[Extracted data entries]
......

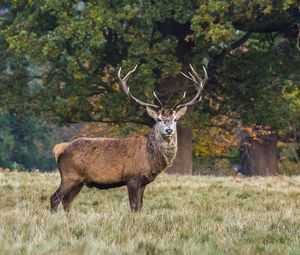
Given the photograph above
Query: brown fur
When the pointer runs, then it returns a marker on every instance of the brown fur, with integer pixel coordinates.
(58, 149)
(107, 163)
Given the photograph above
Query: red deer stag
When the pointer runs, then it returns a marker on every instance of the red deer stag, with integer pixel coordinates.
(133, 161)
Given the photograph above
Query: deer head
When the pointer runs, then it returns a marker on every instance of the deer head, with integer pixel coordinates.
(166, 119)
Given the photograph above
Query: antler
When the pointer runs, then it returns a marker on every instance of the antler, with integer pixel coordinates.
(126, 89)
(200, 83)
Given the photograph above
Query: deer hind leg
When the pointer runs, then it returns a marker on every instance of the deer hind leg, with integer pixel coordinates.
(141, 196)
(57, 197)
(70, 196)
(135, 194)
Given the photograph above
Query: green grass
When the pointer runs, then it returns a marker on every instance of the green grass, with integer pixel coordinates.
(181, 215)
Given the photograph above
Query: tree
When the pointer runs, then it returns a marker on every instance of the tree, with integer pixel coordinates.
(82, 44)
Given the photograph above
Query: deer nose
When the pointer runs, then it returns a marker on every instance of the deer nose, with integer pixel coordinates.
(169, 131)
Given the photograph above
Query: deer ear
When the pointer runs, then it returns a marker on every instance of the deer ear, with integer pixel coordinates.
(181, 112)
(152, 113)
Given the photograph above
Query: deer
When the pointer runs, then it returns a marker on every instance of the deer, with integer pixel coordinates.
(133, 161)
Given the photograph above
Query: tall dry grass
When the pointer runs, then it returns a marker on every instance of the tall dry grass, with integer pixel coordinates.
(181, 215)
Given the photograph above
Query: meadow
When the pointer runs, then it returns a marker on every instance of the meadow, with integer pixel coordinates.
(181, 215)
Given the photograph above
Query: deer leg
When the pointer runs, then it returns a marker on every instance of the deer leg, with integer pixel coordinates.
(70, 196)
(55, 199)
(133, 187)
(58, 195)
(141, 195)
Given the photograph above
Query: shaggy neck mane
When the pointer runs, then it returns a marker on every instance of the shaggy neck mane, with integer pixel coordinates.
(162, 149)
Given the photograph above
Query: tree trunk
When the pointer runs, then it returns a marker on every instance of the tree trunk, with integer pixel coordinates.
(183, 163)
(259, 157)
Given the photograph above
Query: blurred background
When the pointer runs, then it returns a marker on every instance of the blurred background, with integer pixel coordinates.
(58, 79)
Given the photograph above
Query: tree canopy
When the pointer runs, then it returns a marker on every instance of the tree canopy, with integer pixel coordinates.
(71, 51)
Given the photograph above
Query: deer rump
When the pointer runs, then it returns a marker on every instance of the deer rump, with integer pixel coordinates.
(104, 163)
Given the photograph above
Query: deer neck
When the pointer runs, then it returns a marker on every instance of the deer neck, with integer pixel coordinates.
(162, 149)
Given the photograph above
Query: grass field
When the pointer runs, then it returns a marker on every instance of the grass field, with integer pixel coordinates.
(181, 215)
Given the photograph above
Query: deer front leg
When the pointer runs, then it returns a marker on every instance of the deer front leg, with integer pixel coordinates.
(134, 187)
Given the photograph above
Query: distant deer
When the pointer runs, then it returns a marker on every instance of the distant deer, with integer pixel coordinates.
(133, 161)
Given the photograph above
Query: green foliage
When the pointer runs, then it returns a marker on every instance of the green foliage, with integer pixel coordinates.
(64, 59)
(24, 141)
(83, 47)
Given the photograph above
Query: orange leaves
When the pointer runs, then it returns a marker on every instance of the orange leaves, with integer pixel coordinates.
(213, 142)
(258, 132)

......

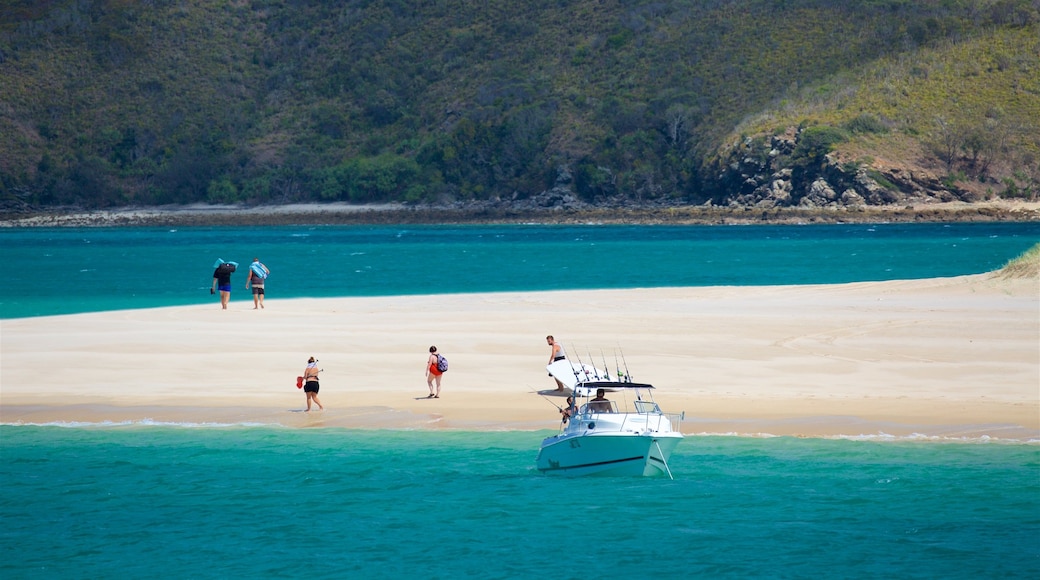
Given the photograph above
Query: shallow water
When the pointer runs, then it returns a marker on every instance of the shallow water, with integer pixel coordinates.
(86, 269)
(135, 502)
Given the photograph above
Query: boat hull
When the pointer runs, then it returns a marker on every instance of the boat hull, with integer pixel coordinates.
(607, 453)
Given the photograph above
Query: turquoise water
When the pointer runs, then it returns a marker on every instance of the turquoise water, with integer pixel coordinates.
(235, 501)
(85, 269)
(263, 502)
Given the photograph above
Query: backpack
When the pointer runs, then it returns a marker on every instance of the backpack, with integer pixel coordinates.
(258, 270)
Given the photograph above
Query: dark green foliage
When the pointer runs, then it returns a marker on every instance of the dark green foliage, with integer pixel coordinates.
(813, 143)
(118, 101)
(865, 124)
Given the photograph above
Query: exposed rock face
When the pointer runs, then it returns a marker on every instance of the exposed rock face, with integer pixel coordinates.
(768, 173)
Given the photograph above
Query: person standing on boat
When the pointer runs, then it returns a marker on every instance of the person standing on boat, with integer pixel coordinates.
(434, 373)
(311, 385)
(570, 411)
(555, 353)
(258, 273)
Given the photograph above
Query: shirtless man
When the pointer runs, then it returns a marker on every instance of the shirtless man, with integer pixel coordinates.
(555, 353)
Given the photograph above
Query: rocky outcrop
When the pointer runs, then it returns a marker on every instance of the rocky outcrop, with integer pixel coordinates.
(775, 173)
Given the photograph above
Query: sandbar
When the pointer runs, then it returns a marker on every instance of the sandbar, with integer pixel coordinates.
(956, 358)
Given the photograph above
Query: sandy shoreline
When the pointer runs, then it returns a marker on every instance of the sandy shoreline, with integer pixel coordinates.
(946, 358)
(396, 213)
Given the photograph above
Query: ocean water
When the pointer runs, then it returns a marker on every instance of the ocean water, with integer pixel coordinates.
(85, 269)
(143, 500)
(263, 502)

......

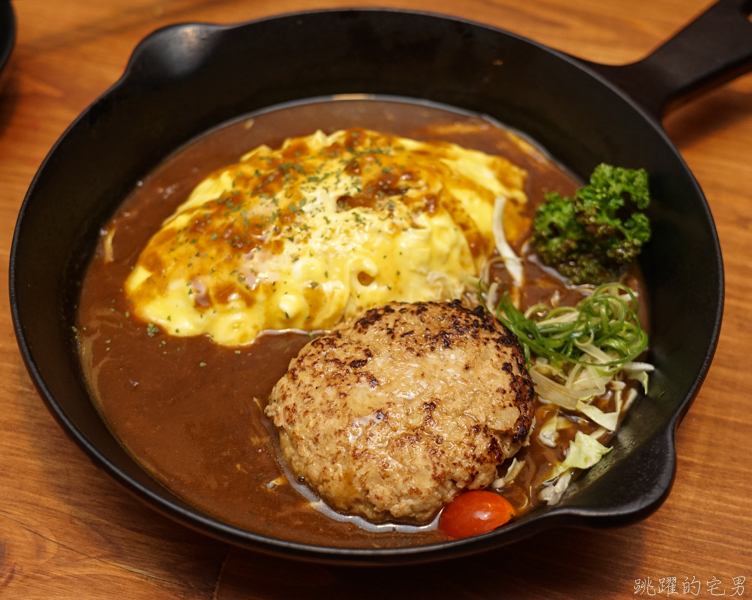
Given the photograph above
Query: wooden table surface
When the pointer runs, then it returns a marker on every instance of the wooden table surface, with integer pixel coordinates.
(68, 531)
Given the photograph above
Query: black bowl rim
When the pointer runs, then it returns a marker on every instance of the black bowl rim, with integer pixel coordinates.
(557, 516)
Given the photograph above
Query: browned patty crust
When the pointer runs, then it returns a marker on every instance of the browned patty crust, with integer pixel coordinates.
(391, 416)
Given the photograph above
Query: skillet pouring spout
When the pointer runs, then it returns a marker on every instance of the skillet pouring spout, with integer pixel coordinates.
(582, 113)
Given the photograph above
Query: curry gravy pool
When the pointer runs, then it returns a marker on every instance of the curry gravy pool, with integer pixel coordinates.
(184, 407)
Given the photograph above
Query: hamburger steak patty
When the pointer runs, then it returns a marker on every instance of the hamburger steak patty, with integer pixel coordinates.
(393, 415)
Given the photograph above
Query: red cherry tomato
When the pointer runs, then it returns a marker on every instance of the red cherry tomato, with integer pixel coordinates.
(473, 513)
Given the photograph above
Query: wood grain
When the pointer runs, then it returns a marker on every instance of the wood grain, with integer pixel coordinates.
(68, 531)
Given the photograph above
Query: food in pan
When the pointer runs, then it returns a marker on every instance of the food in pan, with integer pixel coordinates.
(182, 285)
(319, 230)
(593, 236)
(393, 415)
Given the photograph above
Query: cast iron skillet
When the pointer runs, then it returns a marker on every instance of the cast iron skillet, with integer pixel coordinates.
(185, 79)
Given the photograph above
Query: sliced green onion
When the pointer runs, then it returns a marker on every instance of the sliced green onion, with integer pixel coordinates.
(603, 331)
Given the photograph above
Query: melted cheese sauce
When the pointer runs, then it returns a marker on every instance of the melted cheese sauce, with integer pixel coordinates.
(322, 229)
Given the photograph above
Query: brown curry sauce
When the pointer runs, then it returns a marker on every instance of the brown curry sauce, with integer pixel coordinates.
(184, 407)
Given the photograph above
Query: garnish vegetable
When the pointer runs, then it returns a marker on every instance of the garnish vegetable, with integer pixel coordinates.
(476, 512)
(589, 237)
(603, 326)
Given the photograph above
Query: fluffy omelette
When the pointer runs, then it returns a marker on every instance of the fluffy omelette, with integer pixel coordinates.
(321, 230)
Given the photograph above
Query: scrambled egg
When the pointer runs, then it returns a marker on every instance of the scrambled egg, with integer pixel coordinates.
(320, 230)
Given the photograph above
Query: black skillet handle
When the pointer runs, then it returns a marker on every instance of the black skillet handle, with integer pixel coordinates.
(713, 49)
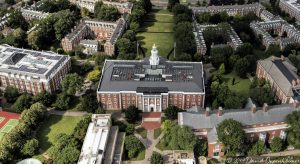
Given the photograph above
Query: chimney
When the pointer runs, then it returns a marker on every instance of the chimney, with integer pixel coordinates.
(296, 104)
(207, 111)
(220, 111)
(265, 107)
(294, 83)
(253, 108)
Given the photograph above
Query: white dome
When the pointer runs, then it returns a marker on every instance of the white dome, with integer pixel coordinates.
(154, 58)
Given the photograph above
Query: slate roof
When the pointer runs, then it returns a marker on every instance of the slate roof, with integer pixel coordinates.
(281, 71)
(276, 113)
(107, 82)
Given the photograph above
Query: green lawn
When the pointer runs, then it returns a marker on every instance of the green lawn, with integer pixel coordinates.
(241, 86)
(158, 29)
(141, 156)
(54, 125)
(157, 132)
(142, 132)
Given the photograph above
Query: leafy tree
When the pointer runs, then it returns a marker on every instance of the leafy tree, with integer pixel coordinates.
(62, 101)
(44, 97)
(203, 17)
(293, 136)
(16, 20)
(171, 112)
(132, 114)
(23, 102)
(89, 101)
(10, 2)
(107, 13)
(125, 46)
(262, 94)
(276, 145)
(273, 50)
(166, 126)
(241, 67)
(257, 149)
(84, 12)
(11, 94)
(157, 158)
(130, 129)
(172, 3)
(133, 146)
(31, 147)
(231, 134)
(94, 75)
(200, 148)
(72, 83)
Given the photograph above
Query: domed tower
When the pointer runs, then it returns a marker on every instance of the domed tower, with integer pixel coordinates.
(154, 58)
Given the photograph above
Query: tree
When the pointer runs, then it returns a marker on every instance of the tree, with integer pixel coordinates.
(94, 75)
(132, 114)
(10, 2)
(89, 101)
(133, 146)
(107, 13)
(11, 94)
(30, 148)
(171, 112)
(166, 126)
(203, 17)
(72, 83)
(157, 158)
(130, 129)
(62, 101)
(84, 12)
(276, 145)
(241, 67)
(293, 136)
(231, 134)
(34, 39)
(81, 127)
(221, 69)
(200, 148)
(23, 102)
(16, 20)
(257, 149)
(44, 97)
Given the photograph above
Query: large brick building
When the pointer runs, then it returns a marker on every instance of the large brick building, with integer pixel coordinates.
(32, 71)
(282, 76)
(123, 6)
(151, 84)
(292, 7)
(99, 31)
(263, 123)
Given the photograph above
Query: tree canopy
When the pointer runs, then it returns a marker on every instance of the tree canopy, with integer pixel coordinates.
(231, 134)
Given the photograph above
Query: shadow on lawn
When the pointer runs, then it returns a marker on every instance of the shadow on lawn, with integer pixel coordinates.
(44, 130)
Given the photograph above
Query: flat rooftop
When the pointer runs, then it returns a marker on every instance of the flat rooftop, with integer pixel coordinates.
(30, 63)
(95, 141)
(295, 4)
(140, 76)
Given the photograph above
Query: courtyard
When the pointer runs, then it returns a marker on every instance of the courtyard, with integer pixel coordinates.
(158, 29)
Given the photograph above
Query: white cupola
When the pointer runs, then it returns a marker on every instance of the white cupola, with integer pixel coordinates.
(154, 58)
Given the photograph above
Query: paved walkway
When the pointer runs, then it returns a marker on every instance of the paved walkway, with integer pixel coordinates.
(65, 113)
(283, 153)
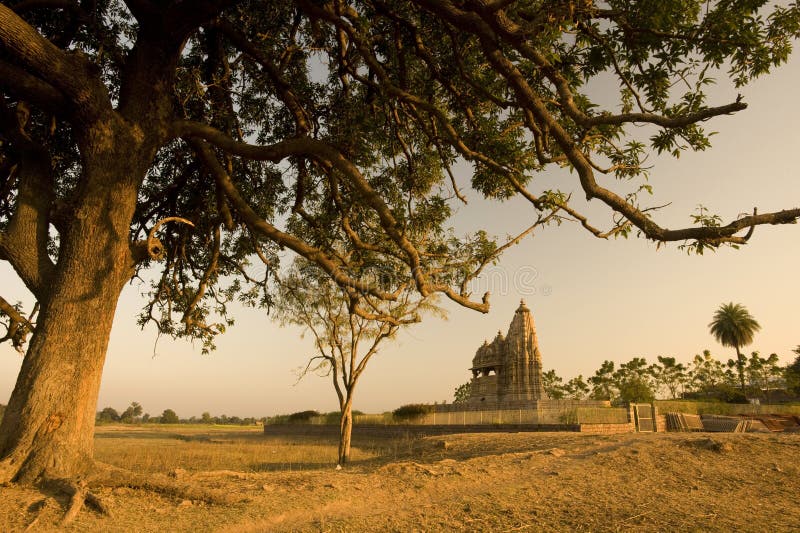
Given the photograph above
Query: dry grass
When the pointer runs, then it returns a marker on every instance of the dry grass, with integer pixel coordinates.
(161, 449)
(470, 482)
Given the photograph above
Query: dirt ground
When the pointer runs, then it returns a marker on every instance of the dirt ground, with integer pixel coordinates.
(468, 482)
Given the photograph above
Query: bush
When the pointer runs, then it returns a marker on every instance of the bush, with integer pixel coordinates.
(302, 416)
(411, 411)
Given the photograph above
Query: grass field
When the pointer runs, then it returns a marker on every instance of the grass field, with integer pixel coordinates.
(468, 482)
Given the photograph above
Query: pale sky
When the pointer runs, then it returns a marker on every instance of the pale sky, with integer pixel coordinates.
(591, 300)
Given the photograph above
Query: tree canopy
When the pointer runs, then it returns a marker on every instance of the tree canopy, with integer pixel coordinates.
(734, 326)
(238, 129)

......

◆ Exercise directions: Out of the data above, give again only the lines starting at the one holding "nose, with integer pixel coordinates." and ending at the one holding "Query: tree trunk", unchanged.

◆ Solution:
When the pointer runs, then it returns a marker on every instance of the deer nose, with integer pixel coordinates.
(169, 131)
Given the photograph above
Query: deer ear
When the pointer runs, then it returns a marker on every instance of the deer ear, with integer pixel coordinates.
(181, 112)
(152, 113)
Given the photograph above
Query: deer
When the pointer runs, then it returns a marker on every instance of the deer, with integer pixel coordinates.
(133, 161)
Given the photograph above
Query: tall dry grass
When the pointer runs, then it returns a marker on every instance of the tall dry grass, with integer pixel coordinates.
(181, 215)
Given the photograph above
Query: meadow
When the pointer runs, then it returns a marker on every instance of the meadow, with integer pixel coordinates.
(181, 215)
Given the photograph above
Query: deer leg
When the pointer runs, then it returns a marker on every instance of the deer leg, with integer pixel coordinates.
(70, 196)
(55, 199)
(133, 187)
(58, 195)
(141, 195)
Given the photograph above
Query: shaggy neck mane
When the pointer runs, then it returns a marker on every instance of the shaggy neck mane, with integer pixel coordinates.
(162, 149)
Given the photograph above
Query: tree trunk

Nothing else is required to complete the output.